DATA RECORDS:
+ + + + + + +

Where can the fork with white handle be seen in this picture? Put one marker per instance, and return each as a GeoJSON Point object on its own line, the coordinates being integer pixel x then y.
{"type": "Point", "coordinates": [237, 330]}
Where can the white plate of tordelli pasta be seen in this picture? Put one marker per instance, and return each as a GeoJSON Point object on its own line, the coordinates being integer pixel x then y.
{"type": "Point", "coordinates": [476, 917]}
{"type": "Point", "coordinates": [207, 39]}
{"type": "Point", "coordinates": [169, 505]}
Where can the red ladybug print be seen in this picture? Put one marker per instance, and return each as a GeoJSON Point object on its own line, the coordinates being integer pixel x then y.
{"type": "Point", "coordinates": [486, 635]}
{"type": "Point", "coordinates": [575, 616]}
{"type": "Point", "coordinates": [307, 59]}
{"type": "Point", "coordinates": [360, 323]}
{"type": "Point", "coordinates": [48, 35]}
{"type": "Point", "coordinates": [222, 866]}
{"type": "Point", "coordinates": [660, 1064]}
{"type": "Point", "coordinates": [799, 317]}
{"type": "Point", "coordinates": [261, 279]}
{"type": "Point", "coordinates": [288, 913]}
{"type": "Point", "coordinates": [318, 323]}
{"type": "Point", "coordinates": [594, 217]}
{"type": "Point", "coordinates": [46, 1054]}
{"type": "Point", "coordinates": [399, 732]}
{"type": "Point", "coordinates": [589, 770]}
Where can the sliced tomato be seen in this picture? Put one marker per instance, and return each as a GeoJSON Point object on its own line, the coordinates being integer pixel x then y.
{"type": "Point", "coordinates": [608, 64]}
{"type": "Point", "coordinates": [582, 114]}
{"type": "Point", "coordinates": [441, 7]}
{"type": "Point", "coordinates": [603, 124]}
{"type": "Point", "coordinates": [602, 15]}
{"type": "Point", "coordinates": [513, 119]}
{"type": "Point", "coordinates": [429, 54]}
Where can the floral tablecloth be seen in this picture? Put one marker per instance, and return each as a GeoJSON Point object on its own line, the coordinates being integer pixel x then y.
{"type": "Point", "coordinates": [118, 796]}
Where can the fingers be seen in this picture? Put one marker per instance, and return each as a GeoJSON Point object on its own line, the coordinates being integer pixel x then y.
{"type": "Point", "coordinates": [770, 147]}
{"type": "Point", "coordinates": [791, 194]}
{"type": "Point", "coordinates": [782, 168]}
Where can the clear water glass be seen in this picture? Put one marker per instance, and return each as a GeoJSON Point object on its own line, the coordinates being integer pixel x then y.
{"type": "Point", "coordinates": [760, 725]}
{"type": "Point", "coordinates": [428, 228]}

+ + + + + + +

GOAL: Reproduce each record exactly, leaving nothing out.

ANSWER TO THE PROBLEM:
Where can the fork with white handle be seen in this picture? Put one marker per instance, and return each as a GeoJSON Point object on its own line, the coordinates being integer pixel x then y.
{"type": "Point", "coordinates": [237, 330]}
Where can the white plate of tordelli pasta be seen in this picture? Put one marker per instance, and return each as a GeoJSON Point object on its own line, the coordinates being integer pixel x then y.
{"type": "Point", "coordinates": [476, 917]}
{"type": "Point", "coordinates": [207, 39]}
{"type": "Point", "coordinates": [169, 505]}
Where can the red ladybug print be seen in this picture? Put one marker per instance, and return each as a GeoJSON Point object on its own line, the coordinates being integer pixel x then y.
{"type": "Point", "coordinates": [486, 635]}
{"type": "Point", "coordinates": [575, 616]}
{"type": "Point", "coordinates": [307, 59]}
{"type": "Point", "coordinates": [360, 323]}
{"type": "Point", "coordinates": [48, 35]}
{"type": "Point", "coordinates": [222, 866]}
{"type": "Point", "coordinates": [660, 1064]}
{"type": "Point", "coordinates": [799, 317]}
{"type": "Point", "coordinates": [261, 279]}
{"type": "Point", "coordinates": [288, 913]}
{"type": "Point", "coordinates": [318, 323]}
{"type": "Point", "coordinates": [594, 217]}
{"type": "Point", "coordinates": [46, 1054]}
{"type": "Point", "coordinates": [399, 732]}
{"type": "Point", "coordinates": [589, 770]}
Where can the sliced tomato be seen in this picture? Put one marker per instance, and return each as a GeoJSON Point object on its own line, the coordinates being integer pixel x then y.
{"type": "Point", "coordinates": [608, 64]}
{"type": "Point", "coordinates": [582, 114]}
{"type": "Point", "coordinates": [441, 7]}
{"type": "Point", "coordinates": [603, 124]}
{"type": "Point", "coordinates": [602, 15]}
{"type": "Point", "coordinates": [513, 119]}
{"type": "Point", "coordinates": [429, 54]}
Where can the floral tablecloth be seen in this picture? Put one marker per instance, and return each as a GeoJSON Point object on its own line, the coordinates being integer pixel x then y.
{"type": "Point", "coordinates": [118, 796]}
Where can the fingers be seen in this picture? Put one marker per instance, and return each as a GeoJSON Point object on its own line, the coordinates being integer pixel x then y.
{"type": "Point", "coordinates": [770, 147]}
{"type": "Point", "coordinates": [791, 194]}
{"type": "Point", "coordinates": [782, 168]}
Where can the clear water glass be seen in this picture? Put one marker per instance, and return each as a GeoJSON Point object on its own line, the coordinates being integer pixel x then y.
{"type": "Point", "coordinates": [760, 725]}
{"type": "Point", "coordinates": [428, 228]}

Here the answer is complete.